_WORK INSTRUCTIONS_.
What follows is a listing; give it again exactly, in its entirety.
==== INPUT ROWS ====
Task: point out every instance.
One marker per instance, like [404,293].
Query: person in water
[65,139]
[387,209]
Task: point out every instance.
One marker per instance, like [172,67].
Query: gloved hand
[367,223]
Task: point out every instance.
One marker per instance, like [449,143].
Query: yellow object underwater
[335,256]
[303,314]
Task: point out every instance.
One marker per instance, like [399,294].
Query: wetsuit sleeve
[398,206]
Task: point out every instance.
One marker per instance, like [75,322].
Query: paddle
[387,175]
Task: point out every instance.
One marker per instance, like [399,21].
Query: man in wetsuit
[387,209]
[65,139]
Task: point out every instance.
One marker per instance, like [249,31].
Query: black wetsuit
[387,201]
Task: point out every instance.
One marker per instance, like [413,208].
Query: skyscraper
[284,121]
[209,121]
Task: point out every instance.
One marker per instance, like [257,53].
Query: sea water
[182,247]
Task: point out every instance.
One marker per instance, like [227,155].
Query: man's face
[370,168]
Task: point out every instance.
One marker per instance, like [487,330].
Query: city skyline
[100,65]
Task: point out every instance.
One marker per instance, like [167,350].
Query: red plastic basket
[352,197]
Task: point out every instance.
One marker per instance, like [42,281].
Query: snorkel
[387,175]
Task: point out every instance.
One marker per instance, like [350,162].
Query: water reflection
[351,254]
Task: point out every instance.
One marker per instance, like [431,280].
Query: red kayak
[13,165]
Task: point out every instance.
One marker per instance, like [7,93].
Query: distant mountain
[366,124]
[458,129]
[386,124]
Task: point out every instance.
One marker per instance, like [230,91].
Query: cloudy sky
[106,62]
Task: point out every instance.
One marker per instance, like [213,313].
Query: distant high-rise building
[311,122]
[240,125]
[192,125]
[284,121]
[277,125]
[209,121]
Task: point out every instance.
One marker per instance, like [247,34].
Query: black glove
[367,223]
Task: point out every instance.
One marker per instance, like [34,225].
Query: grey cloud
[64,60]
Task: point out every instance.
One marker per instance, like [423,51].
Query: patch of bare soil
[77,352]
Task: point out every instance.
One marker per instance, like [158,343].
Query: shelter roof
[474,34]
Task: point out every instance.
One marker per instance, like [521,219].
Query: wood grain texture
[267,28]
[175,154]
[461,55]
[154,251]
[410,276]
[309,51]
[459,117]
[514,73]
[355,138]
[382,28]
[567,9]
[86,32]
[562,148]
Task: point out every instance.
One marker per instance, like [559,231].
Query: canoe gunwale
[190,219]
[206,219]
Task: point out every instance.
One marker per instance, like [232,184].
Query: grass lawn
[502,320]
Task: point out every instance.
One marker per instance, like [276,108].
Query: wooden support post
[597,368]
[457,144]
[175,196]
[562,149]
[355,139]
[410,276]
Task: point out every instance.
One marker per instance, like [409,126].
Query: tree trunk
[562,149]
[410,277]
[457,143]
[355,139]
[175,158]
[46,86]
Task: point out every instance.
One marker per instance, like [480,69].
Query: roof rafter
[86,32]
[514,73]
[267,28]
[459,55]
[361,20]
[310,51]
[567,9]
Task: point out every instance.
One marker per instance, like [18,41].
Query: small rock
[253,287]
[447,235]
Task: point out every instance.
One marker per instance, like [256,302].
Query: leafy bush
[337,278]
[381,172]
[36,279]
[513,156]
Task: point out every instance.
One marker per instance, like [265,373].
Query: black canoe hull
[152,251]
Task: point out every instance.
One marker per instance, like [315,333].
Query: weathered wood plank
====
_REPLY_.
Task: point out every instance.
One marker per instance, like [404,293].
Query: person in water
[65,139]
[387,209]
Task: point out every instance.
One marker per instance, like [172,67].
Query: gloved hand
[367,223]
Task: point out every instance.
One marker per instance, like [449,143].
Query: yellow object underwater
[335,256]
[303,314]
Task: point out every instance.
One marker per instance, like [399,294].
Query: wetsuit sleeve
[398,206]
Task: point out every instance.
One marker per instance, like [75,322].
Query: paddle
[387,175]
Task: point out every instance.
One marker per instance, like [399,21].
Query: man in wetsuit
[387,209]
[65,139]
Task: point out every instance.
One marker per instance, like [249,31].
Query: black wetsuit
[387,201]
Task: point out every instance.
One marker per instance, like [413,208].
Query: skyscraper
[284,121]
[209,121]
Task: point out every instance.
One marker per instance, like [257,53].
Query: sea water
[182,247]
Task: point out every instance.
One marker per instance, like [227,155].
Query: man's face
[370,168]
Task: point out every instance.
One marker per instance, like [487,330].
Query: city skyline
[100,65]
Task: point out every instance.
One marker per instance, like [167,350].
Query: red plastic basket
[352,197]
Task: point out every instance.
One marker per instance, like [42,281].
Query: snorkel
[387,175]
Task: point out every instance.
One marker per instance, like [350,162].
Query: water reflection
[351,254]
Task: point out every instance.
One marker per instance, like [431,280].
Query: red kayak
[13,165]
Task: point out every instance.
One marker per instance, like [7,93].
Query: distant mountain
[366,124]
[458,129]
[386,124]
Task: point out every instance.
One marker per instance, like [230,91].
Query: cloudy sky
[106,62]
Task: point out every instance.
One marker per instance, like [213,313].
Query: distant high-rise building
[311,122]
[240,125]
[192,125]
[284,121]
[277,125]
[209,121]
Task: point out every instance.
One marker per instance, like [247,34].
Query: black glove
[367,223]
Task: point out every instance.
One marker per instance, like [34,225].
Query: grey cloud
[64,60]
Task: point out every instance.
One marker per instance, like [423,51].
Query: patch of bare soil
[77,352]
Task: point out every instance.
One marker per instance, like [158,343].
Query: shelter roof
[474,34]
Task: point out every instance.
One marker per instance, like [521,219].
Query: wood grain texture
[267,28]
[175,154]
[461,55]
[154,251]
[410,276]
[309,51]
[459,117]
[514,73]
[355,138]
[382,28]
[567,9]
[86,32]
[562,148]
Task: point out every instance.
One marker per instance, like [559,231].
Query: canoe gunwale
[190,219]
[206,219]
Task: point out every instance.
One marker per instance, like [232,184].
Query: grass lawn
[502,320]
Task: point out every instance.
One marker per instance, like [276,108].
Query: wooden support post
[597,368]
[457,144]
[175,196]
[562,149]
[355,139]
[410,276]
Task: point out every instance.
One marker per instance, like [409,126].
Query: tree trunk
[562,149]
[410,277]
[457,143]
[355,139]
[175,158]
[46,86]
Task: point out every instance.
One marker per instance, like [480,69].
Query: roof rafter
[86,32]
[514,73]
[267,28]
[459,55]
[361,20]
[310,51]
[567,9]
Task: point out every instance.
One marker per instance, like [18,41].
Query: small rock
[253,287]
[447,235]
Task: point out every instance.
One marker per instance, like [256,302].
Query: leafy bush
[337,278]
[381,172]
[36,279]
[513,156]
Task: point out every instance.
One marker per instance, like [265,373].
Query: black canoe hull
[152,251]
Task: point out every instance.
One marker per instance, like [315,333].
Query: weathered wood plank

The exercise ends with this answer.